> [WHAT TO PRODUCE] Please return the whole listing, character for character.
[AVAILABLE RECORDS Boundary: Start]
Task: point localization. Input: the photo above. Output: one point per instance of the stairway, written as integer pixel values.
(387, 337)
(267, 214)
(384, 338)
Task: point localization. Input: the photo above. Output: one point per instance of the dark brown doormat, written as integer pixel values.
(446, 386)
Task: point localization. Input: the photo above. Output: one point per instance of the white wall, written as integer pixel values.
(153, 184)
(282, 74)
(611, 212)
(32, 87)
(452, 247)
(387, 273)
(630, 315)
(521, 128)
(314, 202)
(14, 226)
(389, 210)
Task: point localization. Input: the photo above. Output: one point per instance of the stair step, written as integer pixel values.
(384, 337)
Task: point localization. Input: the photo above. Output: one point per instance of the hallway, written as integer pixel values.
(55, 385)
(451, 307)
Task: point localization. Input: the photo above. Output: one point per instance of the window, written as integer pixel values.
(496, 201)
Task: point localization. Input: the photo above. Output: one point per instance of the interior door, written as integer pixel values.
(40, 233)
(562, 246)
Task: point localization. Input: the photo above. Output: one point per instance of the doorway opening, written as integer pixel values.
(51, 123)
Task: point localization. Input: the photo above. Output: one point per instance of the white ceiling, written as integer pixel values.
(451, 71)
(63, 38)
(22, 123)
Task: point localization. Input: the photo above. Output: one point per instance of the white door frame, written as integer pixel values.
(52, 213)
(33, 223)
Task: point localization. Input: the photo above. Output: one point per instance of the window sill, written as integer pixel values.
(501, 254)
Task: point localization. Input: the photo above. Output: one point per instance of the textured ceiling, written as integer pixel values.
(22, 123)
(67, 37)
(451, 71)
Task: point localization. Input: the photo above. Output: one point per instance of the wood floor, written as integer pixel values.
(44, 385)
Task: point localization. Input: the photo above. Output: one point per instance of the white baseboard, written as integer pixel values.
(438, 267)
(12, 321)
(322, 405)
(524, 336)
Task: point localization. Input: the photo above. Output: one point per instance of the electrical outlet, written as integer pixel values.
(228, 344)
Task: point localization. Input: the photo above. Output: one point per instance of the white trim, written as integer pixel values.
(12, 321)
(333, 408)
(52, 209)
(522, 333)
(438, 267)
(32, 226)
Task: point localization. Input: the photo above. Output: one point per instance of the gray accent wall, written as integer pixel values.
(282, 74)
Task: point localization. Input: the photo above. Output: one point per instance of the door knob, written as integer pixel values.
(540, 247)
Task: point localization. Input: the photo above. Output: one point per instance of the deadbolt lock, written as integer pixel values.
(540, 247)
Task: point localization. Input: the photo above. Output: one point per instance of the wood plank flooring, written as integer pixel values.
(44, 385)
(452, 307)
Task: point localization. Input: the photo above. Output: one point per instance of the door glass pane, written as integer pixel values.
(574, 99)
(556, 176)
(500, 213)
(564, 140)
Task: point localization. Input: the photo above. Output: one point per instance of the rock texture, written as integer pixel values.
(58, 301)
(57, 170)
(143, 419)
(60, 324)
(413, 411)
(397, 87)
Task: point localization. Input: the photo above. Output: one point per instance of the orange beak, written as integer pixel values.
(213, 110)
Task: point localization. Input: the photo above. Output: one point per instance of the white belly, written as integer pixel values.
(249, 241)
[AVAILABLE RECORDS Boundary: End]
> [EXERCISE RESULT]
Task: point localization. Input: the photo above. Output: one point per instance of the stairway, written as integer pixel values.
(387, 337)
(267, 214)
(384, 338)
Task: point localization. Input: the photo above. Output: one point per instance of the dark brown doormat, written as integer pixel values.
(446, 386)
Task: point localization. Input: the photo above. Output: one point per instance of the white wall, written as integer pixel values.
(153, 184)
(282, 74)
(611, 212)
(32, 87)
(452, 247)
(387, 273)
(630, 315)
(521, 128)
(314, 202)
(14, 226)
(389, 210)
Task: point localization. Input: the photo above. Output: one point per instance of the stair step, written as integer pixel values.
(384, 337)
Task: point localization. Input: the photo above. Output: one point per instance of the hallway, written as integer pixel values.
(55, 385)
(451, 307)
Task: point localization. Input: the photo above. Output: one point per instance of the window, written as integer pixel values.
(496, 201)
Task: point localization. Input: the photo above. Output: one point per instance of the interior door, written as integer pixel values.
(40, 233)
(562, 246)
Task: point localization. Input: the photo above. Output: one point per instance of the doorway opening, written as integer pixel values.
(51, 123)
Task: point localization. Input: the photo above. Output: one point per instance of the white ceiling, written as integer pixel values.
(451, 71)
(63, 38)
(22, 123)
Task: point localization. Input: the photo above. Output: one point per instance of the white door frame, written as integer pixel values.
(52, 213)
(33, 223)
Task: point localization. Input: the photo above. Output: one point per instance of the window sill, written as integer pixel values.
(501, 254)
Task: point localization. Input: the photo above. Output: one point per instance of the textured ceiling, written as integer pixel values.
(22, 123)
(67, 37)
(451, 71)
Task: point localization. Input: the photo above. Output: one point per instance of the wood floor, written as integer pixel values.
(44, 385)
Task: point localization. Input: the photo above. Output: one point per instance of the white baseboard, written as integer pixel values.
(438, 267)
(12, 321)
(322, 405)
(524, 336)
Task: point localization. Input: the photo above. Output: one point per instance of the electrical outlet, written as integer pixel values.
(228, 344)
Task: point localization. Input: the photo above. Output: one point per instance of the white trim, written as integer pixel values.
(12, 321)
(333, 408)
(52, 209)
(522, 333)
(438, 267)
(32, 226)
Task: point localization. Input: the photo above. Output: one point per instance of the gray accent wall, written as integer pixel values.
(282, 74)
Task: point localization. Input: the photo above. Output: one point per instance of the door knob, written as integer pixel values.
(540, 247)
Task: point localization. Input: the photo above. Output: one point per instance of the deadbolt lock, written as integer pixel values.
(540, 247)
Task: point localization. Input: the photo above. Output: one point per instance of the wood plank flooring, written as integer pixel values.
(44, 385)
(452, 307)
Task: point localization. Input: the photo above. Output: one point per instance of the door glass pane, written as integer pixel values.
(574, 99)
(556, 176)
(500, 213)
(564, 140)
Task: point localization. Input: the photo above. Output: one point per instance of the rock texture, written as integer pixel values.
(58, 301)
(57, 170)
(143, 419)
(60, 324)
(413, 411)
(397, 87)
Task: point localization. Input: the photo above. Output: one point per instance of the orange beak, written as integer pixel values.
(213, 110)
Task: point localization. Input: the photo above. Output: one point per instance of the white belly, written as integer pixel values.
(249, 241)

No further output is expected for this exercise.